- [Data lines]:
----------------

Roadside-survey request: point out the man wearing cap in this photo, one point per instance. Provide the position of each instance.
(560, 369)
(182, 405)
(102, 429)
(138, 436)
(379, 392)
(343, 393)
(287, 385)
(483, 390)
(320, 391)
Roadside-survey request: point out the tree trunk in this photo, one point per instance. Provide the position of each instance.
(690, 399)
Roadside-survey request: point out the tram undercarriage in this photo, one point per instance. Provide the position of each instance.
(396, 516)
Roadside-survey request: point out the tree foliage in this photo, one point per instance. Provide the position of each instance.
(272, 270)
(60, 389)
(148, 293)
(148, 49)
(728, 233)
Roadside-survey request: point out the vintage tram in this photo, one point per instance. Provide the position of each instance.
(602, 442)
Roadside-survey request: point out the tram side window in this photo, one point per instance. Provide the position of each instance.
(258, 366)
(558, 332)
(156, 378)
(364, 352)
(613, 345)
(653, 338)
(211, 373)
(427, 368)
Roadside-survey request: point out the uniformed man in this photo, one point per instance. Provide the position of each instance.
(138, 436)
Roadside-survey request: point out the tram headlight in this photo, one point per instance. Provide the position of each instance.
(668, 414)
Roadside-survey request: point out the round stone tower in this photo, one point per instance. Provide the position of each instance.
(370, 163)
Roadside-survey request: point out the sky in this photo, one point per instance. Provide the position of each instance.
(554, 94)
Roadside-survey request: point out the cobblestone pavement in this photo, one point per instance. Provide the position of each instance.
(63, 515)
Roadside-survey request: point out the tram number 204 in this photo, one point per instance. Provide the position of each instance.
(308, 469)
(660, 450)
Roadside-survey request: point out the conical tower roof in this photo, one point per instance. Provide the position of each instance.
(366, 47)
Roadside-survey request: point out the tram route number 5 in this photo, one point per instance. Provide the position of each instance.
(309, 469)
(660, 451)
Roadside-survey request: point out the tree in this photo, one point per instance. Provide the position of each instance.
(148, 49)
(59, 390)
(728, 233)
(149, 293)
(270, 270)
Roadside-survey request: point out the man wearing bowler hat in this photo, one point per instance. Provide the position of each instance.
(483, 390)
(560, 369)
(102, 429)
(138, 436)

----------------

- [Required work]: Copy the whole listing above word for word, from the first line to the last.

- [Written answer]:
Roadside-survey request: point out the man wearing cap in this photo, one point per instance. Provide the position of each instance.
(560, 369)
(182, 405)
(102, 429)
(138, 436)
(379, 392)
(343, 393)
(287, 385)
(483, 390)
(320, 391)
Roadside-survey request: point out the tree trunk in this photo, one point per instance. Provide the position of each instance.
(690, 399)
Roadside-survey request: point out the tram undercarriage in this photo, one point per instance. Provide the position of each instance.
(396, 516)
Roadside-survey request: point out the tree foliage in this photo, one point per instance. Provide the position of each instance.
(272, 270)
(60, 389)
(148, 293)
(148, 49)
(728, 233)
Roadside-survey request: point out the vintage tram in this photo, one point per instance. Provide the position of each instance.
(602, 442)
Roadside-survey request: point out the tram side window in this photo, one point per instance. Provide the position of each instance.
(258, 366)
(558, 332)
(156, 378)
(364, 352)
(613, 345)
(653, 338)
(211, 373)
(427, 368)
Roadside-survey request: point out the uniformed man in this photo, one point per instance. Provide the position of each instance.
(138, 436)
Roadside-survey request: point out the tram headlight in this photo, one point per instance. Provide the position of each instance.
(668, 414)
Roadside-survey request: point out the round stone tower in this photo, one point per instance. Provide the position of each instance.
(370, 163)
Roadside-survey request: point out the sky in this photo, one point per instance. Provide the position of each instance.
(554, 94)
Roadside-survey request: point out the cobblestone pavement in this photo, one point per instance. Provide the position of each instance.
(63, 515)
Roadside-survey request: point out the tram number 204 in this photo, one point per instance. Provide the position of each instance.
(308, 469)
(660, 450)
Roadside-survey request: point out the conical tower roof in this photo, one point per instance. Provide the position of each instance.
(366, 47)
Roadside-survey request: point out the tram route number 5 in this photo, one point per instance. Provide the position of each instance.
(309, 469)
(660, 451)
Roadside-survey request: point out the tree in this photo, one point per instance. Provide the position of each instance.
(148, 49)
(59, 390)
(728, 233)
(149, 293)
(270, 270)
Roadside-survey request: point out the man wearing bowler hat in this photo, one point per instance. Provide the position of each instance.
(483, 390)
(560, 369)
(102, 429)
(138, 436)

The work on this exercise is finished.